Extracted data entries

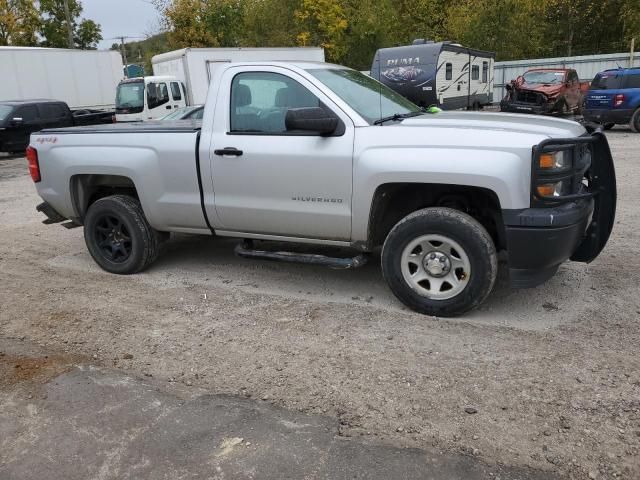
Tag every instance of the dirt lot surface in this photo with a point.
(551, 375)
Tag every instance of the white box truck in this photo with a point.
(194, 66)
(84, 79)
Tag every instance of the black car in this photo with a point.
(20, 118)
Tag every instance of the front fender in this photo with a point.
(505, 173)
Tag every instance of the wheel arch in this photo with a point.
(87, 188)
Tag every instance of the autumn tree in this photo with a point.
(323, 23)
(19, 22)
(352, 30)
(54, 27)
(200, 23)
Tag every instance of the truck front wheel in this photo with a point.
(439, 261)
(118, 236)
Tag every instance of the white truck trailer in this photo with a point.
(84, 79)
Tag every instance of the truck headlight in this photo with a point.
(555, 160)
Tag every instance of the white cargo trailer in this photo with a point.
(194, 66)
(84, 79)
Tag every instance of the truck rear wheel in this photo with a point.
(118, 236)
(635, 121)
(439, 261)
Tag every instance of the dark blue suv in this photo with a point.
(614, 98)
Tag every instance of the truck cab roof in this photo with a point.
(29, 102)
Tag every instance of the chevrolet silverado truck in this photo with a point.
(319, 154)
(545, 91)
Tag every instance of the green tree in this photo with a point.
(86, 33)
(270, 23)
(323, 23)
(370, 26)
(19, 23)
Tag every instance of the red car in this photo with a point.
(545, 90)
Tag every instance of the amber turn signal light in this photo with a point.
(547, 160)
(546, 190)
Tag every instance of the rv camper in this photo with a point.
(444, 74)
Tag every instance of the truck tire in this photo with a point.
(635, 121)
(118, 236)
(440, 262)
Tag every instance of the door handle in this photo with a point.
(228, 151)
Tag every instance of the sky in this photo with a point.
(134, 18)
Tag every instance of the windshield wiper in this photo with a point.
(396, 117)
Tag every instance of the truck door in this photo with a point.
(267, 180)
(158, 101)
(573, 89)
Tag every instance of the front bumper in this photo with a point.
(540, 239)
(557, 229)
(601, 115)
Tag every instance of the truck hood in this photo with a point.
(504, 122)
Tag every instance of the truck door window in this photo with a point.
(157, 94)
(632, 81)
(175, 91)
(606, 81)
(260, 100)
(28, 113)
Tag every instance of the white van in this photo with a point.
(148, 98)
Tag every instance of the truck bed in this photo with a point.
(133, 127)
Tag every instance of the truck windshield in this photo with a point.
(130, 95)
(371, 99)
(5, 110)
(544, 77)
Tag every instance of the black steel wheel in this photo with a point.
(112, 237)
(439, 261)
(118, 236)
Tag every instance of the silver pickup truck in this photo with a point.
(324, 155)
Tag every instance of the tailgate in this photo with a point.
(599, 99)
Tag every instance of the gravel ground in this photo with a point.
(547, 378)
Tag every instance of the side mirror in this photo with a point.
(311, 119)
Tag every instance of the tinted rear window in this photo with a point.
(606, 81)
(5, 110)
(632, 81)
(52, 111)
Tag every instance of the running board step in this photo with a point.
(245, 250)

WRITTEN EXERCISE
Write out the records above exactly as they appear, leaving out any pictures.

TASK OUTPUT
Tag every instance of the dirt lot surface in this photo with a point.
(551, 375)
Tag every instance of the white box truck in this photo with a point.
(194, 66)
(84, 79)
Tag every instance of the black car in this photo with a point.
(20, 118)
Tag every instance of the front fender in this photo with a point.
(505, 173)
Tag every instance of the wheel arch in this photo with a point.
(87, 188)
Tag every instance of the autumn tree in this photo with a point.
(323, 23)
(19, 22)
(352, 30)
(54, 27)
(200, 23)
Tag every instance of the truck front wheel in this photo with a point.
(439, 261)
(118, 236)
Tag every instance of the white truck trailer in this photo with a point.
(84, 79)
Tag every instance of the truck headlight in this photo with a point.
(555, 160)
Tag every instance of the white cargo trailer in this photo with a point.
(194, 66)
(84, 79)
Tag every instance of the truck rear wheel in this photo with a point.
(118, 236)
(635, 121)
(439, 261)
Tag every instance of the dark blue suv in this photo with a point.
(614, 98)
Tag every instance of the truck cab roof in this photo with a point.
(29, 102)
Tag every instance of the chevrolet silverado truck in this photo with a point.
(319, 154)
(545, 91)
Tag every instance of the green tree in this photo with a point.
(86, 33)
(270, 23)
(323, 23)
(370, 26)
(19, 23)
Tag every instance of the red car in this photo with a point.
(545, 90)
Tag every instance of the amber turn signal light in this photo with a point.
(547, 160)
(546, 190)
Tag every instance of the rv camper in this photo with a point.
(444, 74)
Tag every instance of the truck tire in this photo with a point.
(635, 121)
(118, 236)
(440, 262)
Tag every instance of the door handle in this photo with a point.
(228, 151)
Tag every instance of the sky in this photo with a point.
(134, 18)
Tag every instance of the windshield wiper in this photo with a point.
(396, 117)
Tag every instance of the truck door in this photo with a point.
(267, 180)
(158, 101)
(573, 89)
Tag every instance of the front bumper in this photo with a point.
(540, 239)
(557, 229)
(601, 115)
Tag every instance of the truck hood in this photo with a point.
(504, 122)
Tag every instance of the truck door window in this photo with a point.
(157, 94)
(632, 81)
(175, 91)
(606, 81)
(260, 100)
(28, 113)
Tag every instance of the white van in this photo with a point.
(148, 98)
Tag every instance of the truck bed in this photo with a point.
(133, 127)
Tag every instance of the truck windshield in this photo with a point.
(130, 95)
(371, 99)
(5, 110)
(544, 77)
Tag every instance of the black steel wheel in this photo with a point.
(112, 237)
(439, 261)
(118, 236)
Tag every instance of the silver pickup truck in this photo with a point.
(324, 155)
Tag every instance of the tailgate in this photo with a point.
(599, 99)
Tag every instance of the gravel ground in this photo with a point.
(547, 378)
Tag every instance of the side mirror in this photo with a point.
(311, 119)
Tag every instance of the tinted rear window in this photo with a point.
(606, 81)
(5, 110)
(632, 81)
(52, 111)
Tag every instance of the running board step in this photo with a point.
(245, 250)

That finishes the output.